Copy out every record below, word for word.

**Material provided**

▼▼▼

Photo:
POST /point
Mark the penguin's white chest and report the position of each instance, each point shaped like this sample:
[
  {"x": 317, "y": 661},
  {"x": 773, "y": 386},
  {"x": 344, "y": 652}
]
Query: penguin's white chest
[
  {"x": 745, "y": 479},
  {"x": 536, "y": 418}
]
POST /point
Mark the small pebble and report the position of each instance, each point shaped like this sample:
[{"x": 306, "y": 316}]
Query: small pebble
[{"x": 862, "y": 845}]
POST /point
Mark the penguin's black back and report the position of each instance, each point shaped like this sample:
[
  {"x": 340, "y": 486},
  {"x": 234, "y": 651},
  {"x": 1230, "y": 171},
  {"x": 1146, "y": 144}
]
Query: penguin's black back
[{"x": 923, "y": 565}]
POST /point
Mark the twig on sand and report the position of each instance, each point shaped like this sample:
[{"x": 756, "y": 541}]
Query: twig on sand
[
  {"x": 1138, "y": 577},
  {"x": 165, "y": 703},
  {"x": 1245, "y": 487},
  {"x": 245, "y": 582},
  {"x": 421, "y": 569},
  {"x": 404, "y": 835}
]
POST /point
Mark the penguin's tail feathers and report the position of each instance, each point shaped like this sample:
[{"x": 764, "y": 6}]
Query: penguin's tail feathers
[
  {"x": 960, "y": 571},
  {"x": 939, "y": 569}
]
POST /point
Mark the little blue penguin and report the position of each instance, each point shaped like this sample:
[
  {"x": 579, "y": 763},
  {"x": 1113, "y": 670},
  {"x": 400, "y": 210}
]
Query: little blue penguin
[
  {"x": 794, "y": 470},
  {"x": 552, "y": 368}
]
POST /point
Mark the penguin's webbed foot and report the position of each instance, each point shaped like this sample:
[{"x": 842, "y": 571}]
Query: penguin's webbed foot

▲▲▲

**Solved problem**
Photo:
POST /point
Mark the penguin's white chest and report the position of each instance, each point shaped like this sample:
[
  {"x": 317, "y": 661},
  {"x": 773, "y": 386},
  {"x": 344, "y": 652}
]
Query: penguin's white chest
[
  {"x": 745, "y": 479},
  {"x": 536, "y": 418}
]
POST /point
Mark the small pebble and report the position of each instance, each point shaped like this sample:
[{"x": 306, "y": 316}]
Query: small pebble
[{"x": 862, "y": 845}]
POST /point
Mark the penguin's black back and report the position of each instance, each point shaped like this sample:
[
  {"x": 340, "y": 486},
  {"x": 234, "y": 651},
  {"x": 1230, "y": 171},
  {"x": 1146, "y": 144}
]
Query: penguin's black back
[{"x": 923, "y": 565}]
POST /point
Mark the twig on sand and report the position of each instance, each point shaped like this sample:
[{"x": 756, "y": 541}]
Query: twig on sand
[
  {"x": 1138, "y": 577},
  {"x": 165, "y": 703},
  {"x": 1245, "y": 487},
  {"x": 245, "y": 582},
  {"x": 421, "y": 569},
  {"x": 404, "y": 835}
]
POST /point
Mark the penguin's tail feathers and report the position of each instance, each point shaped like this sample:
[{"x": 764, "y": 6}]
Query: penguin's tail feathers
[
  {"x": 960, "y": 571},
  {"x": 939, "y": 569}
]
POST /point
Mark the little blue penguin and report the position of each instance, each point shaped like this sample:
[
  {"x": 579, "y": 763},
  {"x": 1113, "y": 670},
  {"x": 400, "y": 210}
]
Query: little blue penguin
[
  {"x": 794, "y": 470},
  {"x": 552, "y": 368}
]
POST /point
Mark the penguin's webbed foot and report the position of each instance, each point shaped like this sample:
[{"x": 842, "y": 571}]
Query: penguin's webbed foot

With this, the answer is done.